> Extracted records:
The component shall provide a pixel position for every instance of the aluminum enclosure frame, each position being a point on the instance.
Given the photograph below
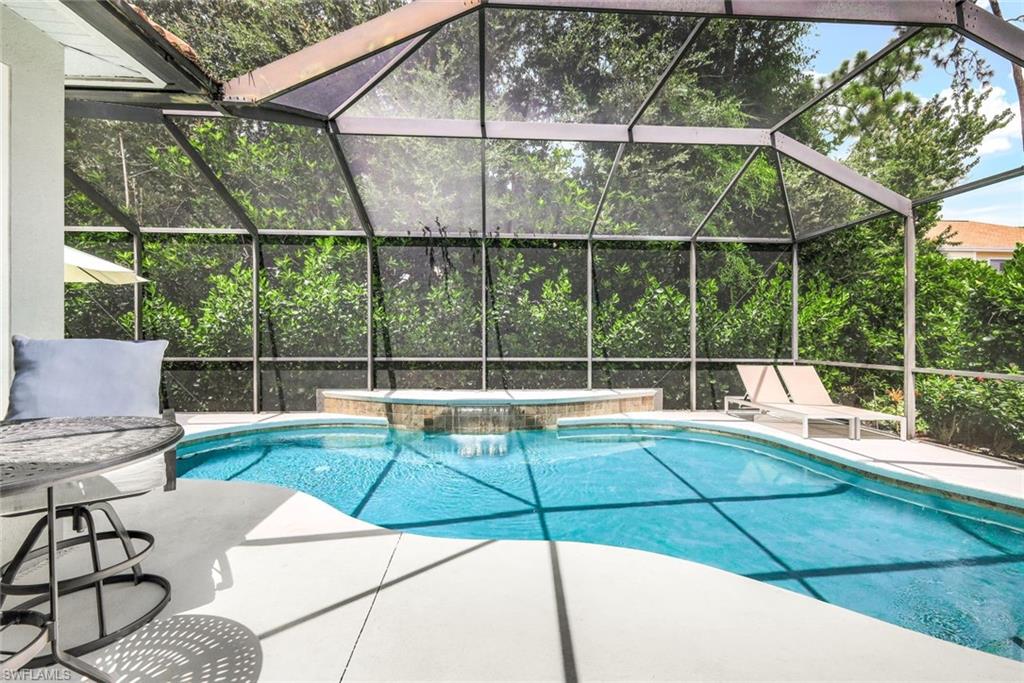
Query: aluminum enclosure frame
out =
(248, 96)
...
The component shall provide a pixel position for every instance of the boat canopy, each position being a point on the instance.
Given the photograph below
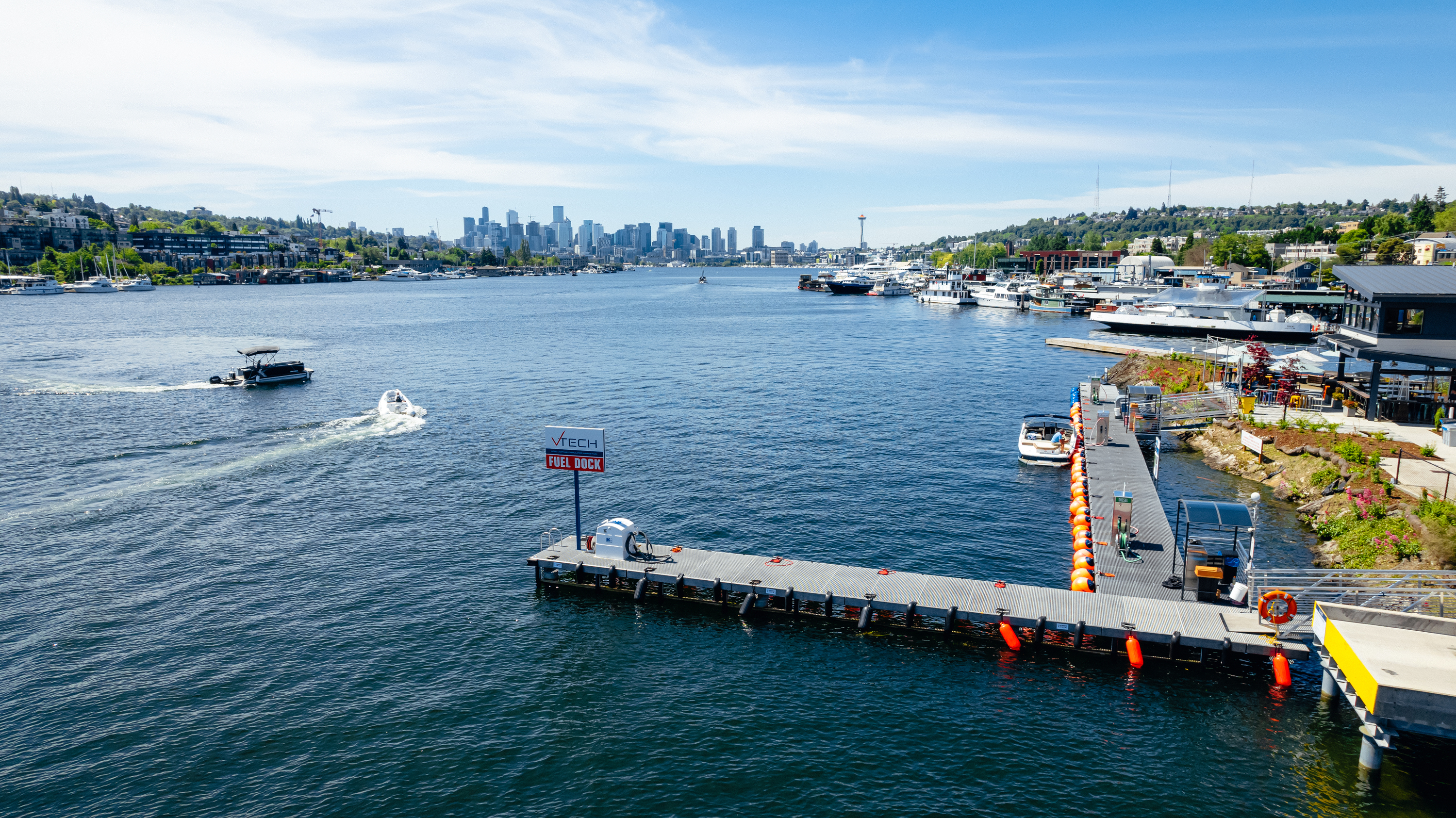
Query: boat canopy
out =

> Your task: Report each line of the data above that contains the string "frame", reproducing every such line in full.

> Response below:
The component shall provide a pixel position for every instance of the aluminum enclosure frame, each position being a point on the instance.
Query: aluminum enclosure frame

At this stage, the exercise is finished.